Indicación 1 = Según el texto sobre el domingo en Madrid, ¿en qué barrio se encuentra quien narra al salir a la calle?
Indicación 2 = Prosigue el texto sobre el domingo en Madrid desde su última frase.

───── Texto fuente

Me he caído de la cama.
Cuando un domingo una se levanta a las ocho de la mañana sin
razón como mínimo siente que está quebrantando alguna ley. Parece que el
domingo está hecho para vagabundear del sofá a la cama después de estar un par
de horas recreándose en un despertarse imposible, pero no soy capaz.
Supongo que ayuda el hecho de haber amanecido con el
cojín como única compañía, si no esta historia tendría otro principio, algo así
como : “Soy tan parte de la cama como de ti”…
Pero no, aquí una que se pasa el día acompañada ha elegido
dormir sola y su alarma interior le ha pegado un par de patadas demasiado
pronto.
Me he caído de la cama y he saltado a la calle, y la
ausencia de almas me ha dicho que es domingo y que estoy en La Latina, barrio
de resaca.
Qué silencio! Madrid se detiene
un poco, las persianas me dan la espalda y yo busco una cafetería.

──────────
───── Información proporcionada

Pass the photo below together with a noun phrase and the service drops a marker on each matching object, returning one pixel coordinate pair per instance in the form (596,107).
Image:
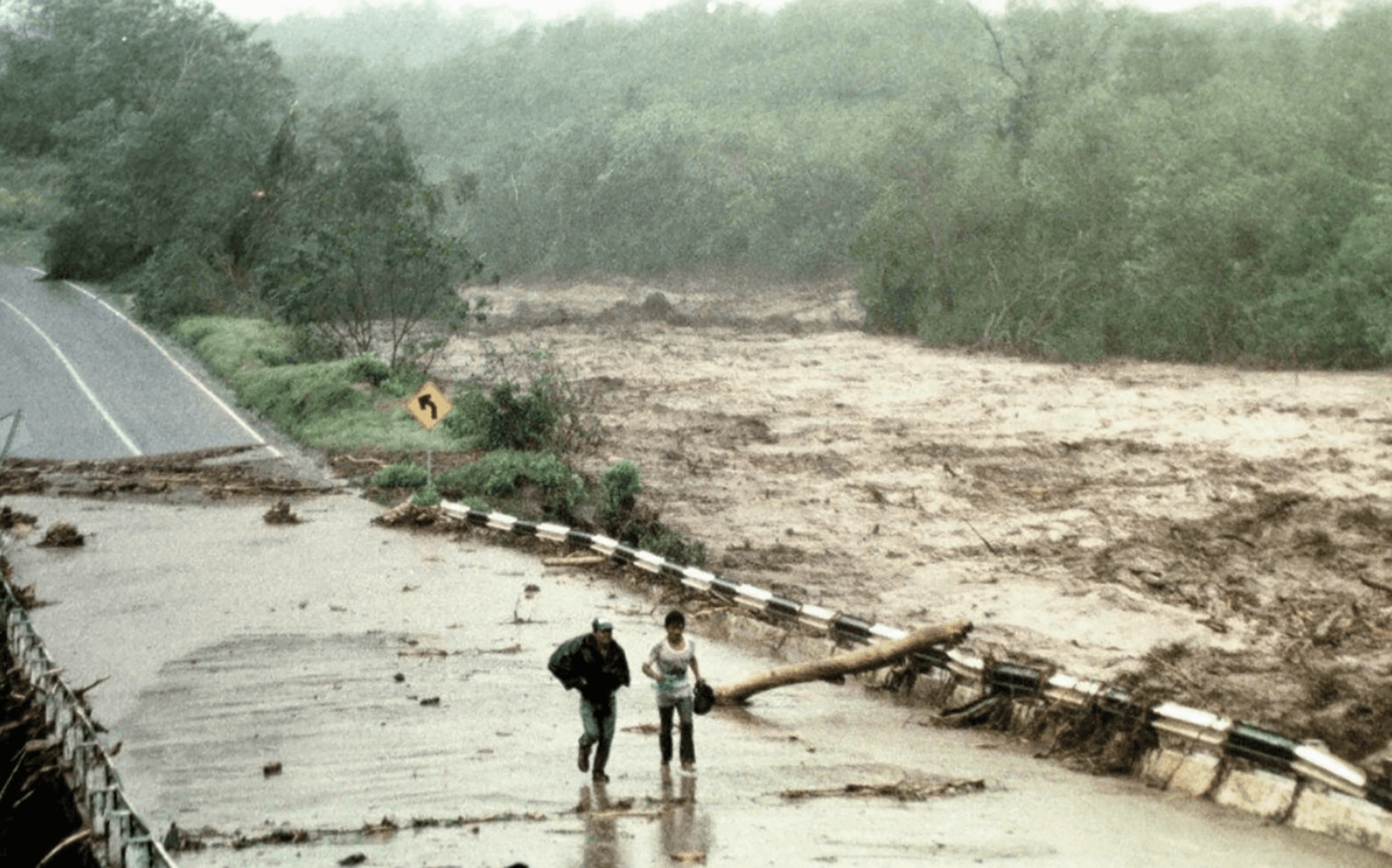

──────────

Respuesta escrita 1 = En La Latina.

Respuesta escrita 2 =
Policía sí que hay, y como soy la única que se atreve a cruzar la calle me siguen
con la mirada, creo que no cuadro ni a la de tres en estos paisajes porque no tengo pinta de lianta con mi portátil
y libreta bajo el brazo.
Quizás mi búsqueda va a ser más
ardua de lo que imaginaba, parece que ninguna de las terrazas que conozco es
capaz de desplegarse para mí. Casi oigo a las sillas riéndose al verme pasar a esas horas y a las mesas plegadas preguntándome: “¿Dónde
vas, catalana?...¿Te has caído de la cama?”.
Sí, ostias, me he caído de la
cama, pero lo llevo bien, no me toquéis las narices.
Subo la calle Mayor y paso frente
al hombre del culo pelado que mira las ruinas. Estoy a punto de preguntarle a
la policía por ese tipo, pero enseguida me los imagino comentando entre ellos
la jugada cuando me aleje y me cohíbo, ya me lo contará de una forma más impersonal la Wikipedia o alguna página de historia de la ciudad.
Sigo caminando calle arriba, me
cruzo con una pareja de adolescentes, él enganchado a ella que se empieza a dar
cuenta de que se está llevando un pulpo baboso a casa.
Y aquí está la Plaza Mayor, qué
maravilla, ya empiezo a ver que no estoy sola en esto de transgredir las
costumbres domingueras de quedarse perreando en casa, no soy la única santa
aburrida que no está de resaca, pero sigo siendo la única friqui que va con un
netbook bajo el brazo.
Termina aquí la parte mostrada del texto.